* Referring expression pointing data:
------------------------------
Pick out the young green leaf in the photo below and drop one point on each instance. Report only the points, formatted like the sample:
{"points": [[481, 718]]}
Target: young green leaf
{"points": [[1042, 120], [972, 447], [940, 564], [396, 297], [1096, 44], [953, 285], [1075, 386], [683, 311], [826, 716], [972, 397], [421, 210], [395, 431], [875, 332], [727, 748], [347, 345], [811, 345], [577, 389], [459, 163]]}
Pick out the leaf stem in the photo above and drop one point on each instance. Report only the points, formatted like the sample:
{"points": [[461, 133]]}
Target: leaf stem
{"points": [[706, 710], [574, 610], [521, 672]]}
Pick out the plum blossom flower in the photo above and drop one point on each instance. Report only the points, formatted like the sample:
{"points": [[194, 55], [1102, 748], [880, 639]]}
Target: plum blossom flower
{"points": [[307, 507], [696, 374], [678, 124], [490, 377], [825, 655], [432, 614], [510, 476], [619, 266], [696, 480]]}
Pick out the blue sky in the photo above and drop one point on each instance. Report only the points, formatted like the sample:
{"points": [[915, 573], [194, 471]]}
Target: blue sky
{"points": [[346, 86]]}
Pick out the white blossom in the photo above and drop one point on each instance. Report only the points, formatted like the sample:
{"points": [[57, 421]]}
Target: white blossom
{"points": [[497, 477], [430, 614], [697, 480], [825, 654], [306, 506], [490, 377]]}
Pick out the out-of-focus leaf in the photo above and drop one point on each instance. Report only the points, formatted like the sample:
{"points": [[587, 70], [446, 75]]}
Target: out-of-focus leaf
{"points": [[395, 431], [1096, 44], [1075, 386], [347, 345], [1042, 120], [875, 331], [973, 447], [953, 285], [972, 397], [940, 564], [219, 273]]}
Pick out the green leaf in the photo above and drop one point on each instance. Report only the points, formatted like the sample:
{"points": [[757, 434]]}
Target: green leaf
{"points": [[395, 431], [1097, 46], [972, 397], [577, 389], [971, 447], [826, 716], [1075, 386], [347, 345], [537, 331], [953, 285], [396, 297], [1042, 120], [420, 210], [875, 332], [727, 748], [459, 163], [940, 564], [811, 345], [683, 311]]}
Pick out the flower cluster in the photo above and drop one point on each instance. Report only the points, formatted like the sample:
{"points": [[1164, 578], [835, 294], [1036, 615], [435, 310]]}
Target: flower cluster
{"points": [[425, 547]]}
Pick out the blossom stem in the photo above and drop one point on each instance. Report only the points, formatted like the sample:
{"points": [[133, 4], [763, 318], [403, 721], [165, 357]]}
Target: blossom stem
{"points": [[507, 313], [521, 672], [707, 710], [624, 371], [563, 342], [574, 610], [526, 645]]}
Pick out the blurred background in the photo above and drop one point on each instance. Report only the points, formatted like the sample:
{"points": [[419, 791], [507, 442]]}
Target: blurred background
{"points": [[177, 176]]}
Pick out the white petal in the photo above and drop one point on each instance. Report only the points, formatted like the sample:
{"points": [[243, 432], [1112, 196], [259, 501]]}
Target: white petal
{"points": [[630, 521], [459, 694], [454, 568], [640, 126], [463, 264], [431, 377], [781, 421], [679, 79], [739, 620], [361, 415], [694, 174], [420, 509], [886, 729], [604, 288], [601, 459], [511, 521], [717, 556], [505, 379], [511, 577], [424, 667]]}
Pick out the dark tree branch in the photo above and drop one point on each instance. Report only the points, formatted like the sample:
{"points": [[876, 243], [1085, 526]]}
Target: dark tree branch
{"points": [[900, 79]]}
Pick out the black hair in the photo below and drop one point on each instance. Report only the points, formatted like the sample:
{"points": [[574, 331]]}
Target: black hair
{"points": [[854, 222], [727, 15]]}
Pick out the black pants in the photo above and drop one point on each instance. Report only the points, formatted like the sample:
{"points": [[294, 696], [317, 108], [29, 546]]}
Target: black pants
------------------------------
* WHAT YOU NEED TO DO:
The answer must be one number: how many lines in the records above contain "pants".

* RESPONSE FOR THIS EXERCISE:
2